[Raw records]
--
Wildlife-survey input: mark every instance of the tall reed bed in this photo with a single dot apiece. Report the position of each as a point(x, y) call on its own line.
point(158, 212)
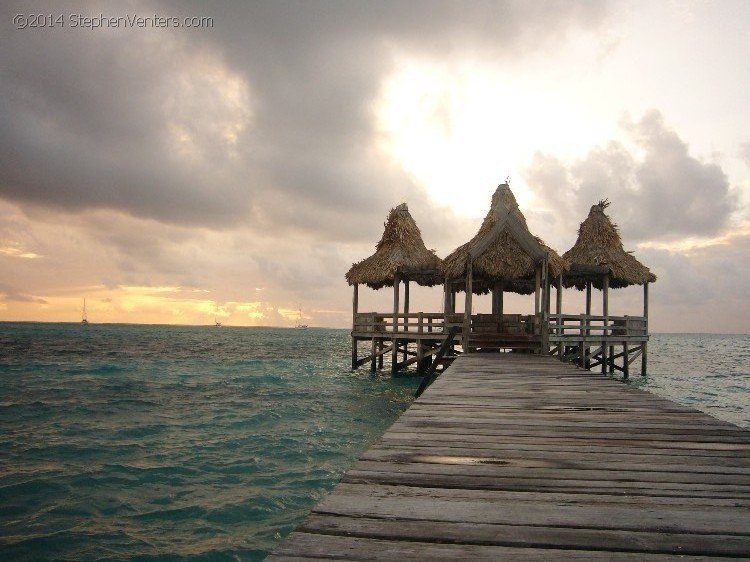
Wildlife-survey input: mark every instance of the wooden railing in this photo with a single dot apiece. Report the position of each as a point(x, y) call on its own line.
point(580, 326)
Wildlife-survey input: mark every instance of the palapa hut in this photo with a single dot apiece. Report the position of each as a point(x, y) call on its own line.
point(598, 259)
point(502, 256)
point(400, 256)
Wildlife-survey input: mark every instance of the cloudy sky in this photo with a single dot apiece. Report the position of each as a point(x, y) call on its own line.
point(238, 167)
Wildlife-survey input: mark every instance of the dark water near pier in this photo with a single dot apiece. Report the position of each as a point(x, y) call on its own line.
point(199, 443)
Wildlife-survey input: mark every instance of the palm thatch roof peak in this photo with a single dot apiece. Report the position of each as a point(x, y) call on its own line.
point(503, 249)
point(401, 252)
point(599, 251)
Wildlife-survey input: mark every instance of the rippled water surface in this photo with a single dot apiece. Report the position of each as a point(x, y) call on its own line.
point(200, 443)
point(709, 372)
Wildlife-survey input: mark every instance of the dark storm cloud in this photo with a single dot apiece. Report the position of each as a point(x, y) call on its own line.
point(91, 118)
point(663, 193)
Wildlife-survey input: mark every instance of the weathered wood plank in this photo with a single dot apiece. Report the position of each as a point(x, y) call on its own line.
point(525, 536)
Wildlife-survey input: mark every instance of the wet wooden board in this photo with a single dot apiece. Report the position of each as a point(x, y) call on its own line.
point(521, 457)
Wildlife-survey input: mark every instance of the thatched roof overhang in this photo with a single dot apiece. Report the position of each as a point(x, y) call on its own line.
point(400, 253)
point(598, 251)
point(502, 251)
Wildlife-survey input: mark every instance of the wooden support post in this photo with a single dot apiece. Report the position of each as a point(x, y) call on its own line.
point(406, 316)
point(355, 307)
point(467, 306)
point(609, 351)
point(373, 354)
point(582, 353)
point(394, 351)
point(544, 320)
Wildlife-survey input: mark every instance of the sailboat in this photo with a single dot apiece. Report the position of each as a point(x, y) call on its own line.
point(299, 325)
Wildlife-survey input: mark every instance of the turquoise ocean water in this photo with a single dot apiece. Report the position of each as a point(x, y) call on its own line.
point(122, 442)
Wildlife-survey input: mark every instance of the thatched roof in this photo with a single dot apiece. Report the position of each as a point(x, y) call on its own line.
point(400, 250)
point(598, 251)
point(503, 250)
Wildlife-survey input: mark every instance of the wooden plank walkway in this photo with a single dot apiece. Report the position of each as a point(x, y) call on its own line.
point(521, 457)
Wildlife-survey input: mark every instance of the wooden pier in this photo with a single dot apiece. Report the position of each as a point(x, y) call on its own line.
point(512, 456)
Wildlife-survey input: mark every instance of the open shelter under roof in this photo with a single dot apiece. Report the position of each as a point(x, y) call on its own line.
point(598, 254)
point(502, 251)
--
## WHAT THE TASK ASKS
From the line containing "thatched roof in" down to the final line of the data, write out every line exactly; both the first and last of these belong in your answer, and nothing else does.

## ANSWER TO THIS PROBLEM
Wildlife-survey input: mark every instance of the thatched roof in this photo with a single dot apiece. Report the position of each as a point(x, y) call on its own line.
point(400, 250)
point(598, 251)
point(503, 250)
Wildlife-survey input: mark every instance of the wooden plank walkway in this photo with a single dot apiece. Report the position of each as a point(x, y) call on its own line.
point(521, 457)
Wildlife-survey input: mark every instance of the wooden pier in this photo with a single dot apiece. Report the position of each as a point(x, y) call on its own line.
point(512, 456)
Wildlife-survey input: mark every instance of the open shelter under roof in this photo with a single dot apiece. Report the position of each as a point(x, y) call on its own line.
point(598, 254)
point(502, 251)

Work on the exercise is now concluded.